■ **Source document**
══════════

At the time of the halving on May 2020, Bitcoin traded at $8821. For the rest of the year struck by the coronavirus pandemic and endless money printing by central banks around the world, Bitcoin continued to lead the crypto market and eventually hit an all-time high value of approximately $69,000 in November 2021. As a result of the third Bitcoin halving, the block rewards for miners were reduced from 12.5 BTC to 6.25 BTC. The third halving occurred at block height 630,000 where a total of 93.75 percent of the total Bitcoin supply had been mined.
What to Expect from the Next Bitcoin Halving?
The next Bitcoin halving is slated to occur in 2024 at block height 840,000 where the rewards for BTC miners will be slashed from the current 6.25 BTC to 3.125 BTC per block. Although the next Bitcoin halving is still almost two years away, by observing data from the past, one can make an informed guess about BTC’s price action during the next halving.
Bitcoin’s current all-time high value sits at just above $69,000. However, with the halving event getting closer, expect BTC to trade closer to – if not above – its ATH value. If the 2020 halving is any indication, Bitcoin can jump from its current price to more than $300,000. This is not just wild speculation but an informed guess that takes into account the Bitcoin network’s strength, its rising adoption fueled by its network effects, its resistance to state-sponsored censorship, affordable transactions and use in the smart contract economy.
That being said, there are also fair chances that BTC investors will try to front-run the next halving and we might see Bitcoin’s price skyrocketing well before the 2024 halving. It won’t be a surprise to see Bitcoin making a new all-time high sometime in 2023 with holders trying to purchase BTC in the anticipation of the upcoming 4th halving.
Another factor to consider is that as Bitcoin continues to evolve into a mature digital asset with its ballooning market cap, the volatility and impulsive price will continue to go down. At the time of writing, Bitcoin commands a market cap of almost $1 trillion. As the market cap of any asset increases, the associated volatility tends to go down and the same could apply to Bitcoin’s price during the next halving. However, it is not necessarily a negative development for Bitcoin as a smooth price progression will help it earn more trust and confidence from investors who continue to be on the fence due to BTC’s volatility.

══════════

■ **Data section**

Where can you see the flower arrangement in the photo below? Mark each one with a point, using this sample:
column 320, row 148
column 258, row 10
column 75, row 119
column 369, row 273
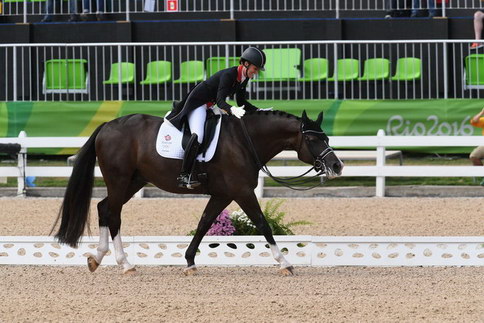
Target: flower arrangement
column 238, row 223
column 222, row 226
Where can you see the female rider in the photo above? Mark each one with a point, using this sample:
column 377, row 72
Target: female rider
column 214, row 90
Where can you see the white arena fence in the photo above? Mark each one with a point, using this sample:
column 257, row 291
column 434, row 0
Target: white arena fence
column 231, row 8
column 295, row 70
column 380, row 171
column 253, row 250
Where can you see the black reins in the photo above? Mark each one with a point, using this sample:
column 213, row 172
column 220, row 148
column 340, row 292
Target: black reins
column 290, row 182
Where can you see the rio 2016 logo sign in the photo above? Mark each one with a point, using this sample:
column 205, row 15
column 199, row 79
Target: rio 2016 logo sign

══════════

■ **Task requirements**
a – Reproduce the part of the Bitcoin halving article starting at "At the time of the" and ending at "had been mined.", with "block rewards" changed to "block subsidies".
b – Write what comes next in the Bitcoin halving article, picking up after its final sentence.

■ **Answer set**
a –
At the time of the halving on May 2020, Bitcoin traded at $8821. For the rest of the year struck by the coronavirus pandemic and endless money printing by central banks around the world, Bitcoin continued to lead the crypto market and eventually hit an all-time high value of approximately $69,000 in November 2021. As a result of the third Bitcoin halving, the block subsidies for miners were reduced from 12.5 BTC to 6.25 BTC. The third halving occurred at block height 630,000 where a total of 93.75 percent of the total Bitcoin supply had been mined.

b –
What Happens After the Last Halving?
A popular question that resides in every Bitcoiner’s mind is what would happen after the final Bitcoin halving. The honest answer to it is that no one knows. At present, it’s pure speculation to try to guess Bitcoin’s state after its last halving. For the uninitiated, the final Bitcoin halving will occur just before all the 21 million BTC have been mined. At this stage, no new Bitcoin will be issued and BTC miners will only be rewarded with transaction processing fees and not with any block reward.
Assuming Bitcoin maintains its current traction in terms of adoption and use, the final Bitcoin halving is expected to occur sometime in the year 2140. As you might imagine, it is too far in the future right now and any kind of guess would be pure speculation.
Final Thoughts
Bitcoin halving is often one of the most misunderstood concepts about cryptocurrency. Many people view it as a quick price-inflating mechanism that is aimed towards keeping Bitcoin relevant and inducing the fear of missing out among others.
On the contrary, Bitcoin halving functions as an indispensable part of the wider Bitcoin infrastructure that makes it the most successful, widely adopted and leading cryptocurrency. Bitcoin halving will play a crucial role as BTC continues to chart its course toward cementing itself as a globally accepted store of value.